▶ 本文
────

陸海軍けんか列伝

日本帝国陸海軍軍人のけんか人物伝。

283.鈴木貫太郎海軍大将(3)いやしくも参謀がこんなことを言うとは何事だ

2011年08月26日 | 鈴木貫太郎海軍大将
 その年の十一月二十一日、鈴木貫太郎少尉は海軍大尉に昇進した。当時は中尉の階級が無かったので、少尉からいきなり大尉になった。

 明治二十八年一月、鈴木大尉は、水雷艇六号艇長として日清戦争の威海衛攻撃に参加した。

 日清戦争終戦後、五月二十三日、鈴木大尉は三等海防艦海門(鉄骨木皮スループ・乗員二一〇名・一三八一トン)の航海長に任命された。

 「日本人の自伝12」(鈴木貫太郎・平凡社)によると、その年の七月、海防艦海門は台湾攻略戦に参加して、明治二十九年三月、佐世保にやっと凱旋入港した。

 ところが。凱旋入港したのだが、歓迎はなかった。「一番後まで働いた者は忘れられてしまったのだろう」と鈴木大尉は思った。

 佐世保鎮守府から参謀が来たので、鈴木大尉が「歓迎に来た」と思って出向いたら、「海門はどこから来たか?」と問う始末だった。

 鈴木大尉は、いやしくも参謀がこんなことを言うとは何事だと癪に障った。

 それで、その参謀に「日本の軍艦では最後の凱旋だ。我らはどうでも良いが艦長だけはうんと歓迎してもらいたい。長官にそう言ってくれ」と言ったが、結局歓迎会ひとつもやらなかった。だが、艦長だけは長官に招かれてご馳走になった。

 昭和二十九年四月、三等海防艦比叡(乗員三〇八名・二二五〇トン)の航海長兼分隊長に任命された。比叡は練習艦隊として候補生を乗せて遠洋航海に出ることになった。

 その年の十二月、比叡は遠洋航海に出発することになった。その時になって、鈴木大尉は航海長をやめさせられ、分隊長となった。

────

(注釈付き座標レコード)
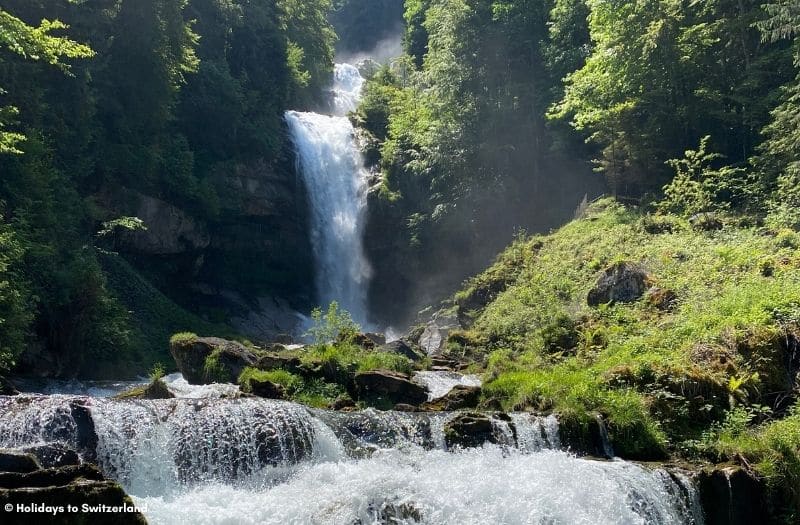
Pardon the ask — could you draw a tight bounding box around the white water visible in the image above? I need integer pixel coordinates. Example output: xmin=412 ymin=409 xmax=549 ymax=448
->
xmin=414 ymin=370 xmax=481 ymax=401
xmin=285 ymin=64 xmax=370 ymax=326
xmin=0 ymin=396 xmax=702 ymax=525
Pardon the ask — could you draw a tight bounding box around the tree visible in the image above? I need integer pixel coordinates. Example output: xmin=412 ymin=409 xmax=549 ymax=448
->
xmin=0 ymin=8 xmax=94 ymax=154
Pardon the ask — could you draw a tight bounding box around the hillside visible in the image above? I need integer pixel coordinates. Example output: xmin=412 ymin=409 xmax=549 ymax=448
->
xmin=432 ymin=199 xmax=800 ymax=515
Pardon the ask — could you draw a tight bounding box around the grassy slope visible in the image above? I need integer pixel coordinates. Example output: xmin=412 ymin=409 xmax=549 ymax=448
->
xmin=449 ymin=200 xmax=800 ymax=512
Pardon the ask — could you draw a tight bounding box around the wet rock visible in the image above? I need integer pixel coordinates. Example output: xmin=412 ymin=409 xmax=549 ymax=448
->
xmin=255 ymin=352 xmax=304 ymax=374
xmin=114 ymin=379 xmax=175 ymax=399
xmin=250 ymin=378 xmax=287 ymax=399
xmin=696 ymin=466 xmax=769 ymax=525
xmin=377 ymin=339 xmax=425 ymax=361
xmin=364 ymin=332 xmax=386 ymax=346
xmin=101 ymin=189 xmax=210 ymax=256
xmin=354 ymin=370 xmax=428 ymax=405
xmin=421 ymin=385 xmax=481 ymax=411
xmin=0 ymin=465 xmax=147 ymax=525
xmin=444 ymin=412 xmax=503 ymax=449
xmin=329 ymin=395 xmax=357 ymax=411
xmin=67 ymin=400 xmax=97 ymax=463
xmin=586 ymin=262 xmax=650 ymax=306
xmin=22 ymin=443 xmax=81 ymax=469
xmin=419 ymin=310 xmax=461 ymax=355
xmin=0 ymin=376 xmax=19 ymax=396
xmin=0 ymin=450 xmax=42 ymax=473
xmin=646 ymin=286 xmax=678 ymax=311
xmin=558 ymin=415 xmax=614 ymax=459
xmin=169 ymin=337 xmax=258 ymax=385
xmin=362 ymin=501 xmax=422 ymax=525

────

▶ 課題
1 – 鈴木貫太郎の記事で、鈴木が任命された艦艇での役職を、艦艇名とともにすべて挙げてください。
2 – 鈴木貫太郎の記事を、最後の文の後から書き継いでください。

▶ 各課題の解答
1 –
・水雷艇六号の艇長
・三等海防艦海門の航海長
・三等海防艦比叡の航海長兼分隊長
・比叡の分隊長(航海長をやめさせられた後)

2 –
 遠洋航海に出たときは、「君達は先に威海衛で働いたから、今に駆逐艦ができるから、その時の回航委員に是非やってやる」という有難い話だった。

 だが、専門の人がその方に行って、鈴木大尉達にはお鉢が回って来なかった。遠洋航海にやって、つまりイギリスに行くことを帳消しにするのではないかと疑惑を持った。

 航海長であってこそ練習艦隊の練習にもなる。分隊長は練習候補生の教育関係であるが、伴食の分隊長で甚だつまらないと鈴木大尉は厭に感じた。

 そこで鈴木大尉は、艦長に露骨に言うこともできないので、海軍大学校に入りたいので志願するから、やっていただきたいと申し出てみた。

 ところが艦長は、「海軍大学校は試験が厳格だ、君は確実だろうが、学校に入ってもつまらんから遠洋航海に行ったほうが良い」と言って、しきりに留めた。

 鈴木大尉は、「(伴食の分隊長で)つまらんと思った時は、むしろ学問した方が良い。いやな航海をしているのはなおいやだ、大学校に入れる入れないは時の運だから」と、聞かなかった。それで艦長は進達した。

 それで、鈴木大尉は十二月に三等海防艦金剛(乗員二八六名・二二五〇トン)の航海長を命ぜられ、しばらく呉に残ることになった。

 その後翌年まで金剛にいるうちに、海軍大学校の試験を受けた。その試験の中で「艦隊に於ける最良の戦闘陣形を論断せよ」という問題が出た。この対策が判っていれば艦隊の長官になれるということだった。

 一ヶ月の猶予のある問題だったが、鳥海にいる時に暇にまかせて戦術を研究していたものが役に立ち、鈴木大尉は三日で仕上げて提出した。

 鈴木大尉は海軍大学校の試験に合格した。対策は「鈴木大尉のが一番良かった」と海軍大学校教官・島村速雄少佐(海兵七・軍令部長・男爵・元帥)から誉められた。

 鈴木大尉は「鳥海のときに、つまらん時には本を読んだが、その読んだものが、時が経ってからとんでもない用をするものだ。まさか大学校に入るに役立とうとは思いもかけぬことだ」と思った。

 明治三十年四月、鈴木大尉は三十歳で出羽重遠(でわ・しげとお)大佐(海兵五・大将)の媒酌により大沼とよ(十八歳)と結婚。四月二十九日海軍大学校に入校した。

 海軍大学校では最初に一年間砲術の専門を学んだ後、鈴木大尉は明治三十一年四月、甲種学生に採用された。六月二十八日海軍少佐に昇進した。

 海軍大学校甲種学生は参謀やその他要職にあてるための教育だった。これは規定では二年間だったが、鈴木少佐は、初めから砲術の専科を終了していた。

 それで、その年の十二月十九日、海軍大学校甲種学生一期生として卒業した。卒業後、軍令部第一局員、海軍省軍務局軍事課員となった。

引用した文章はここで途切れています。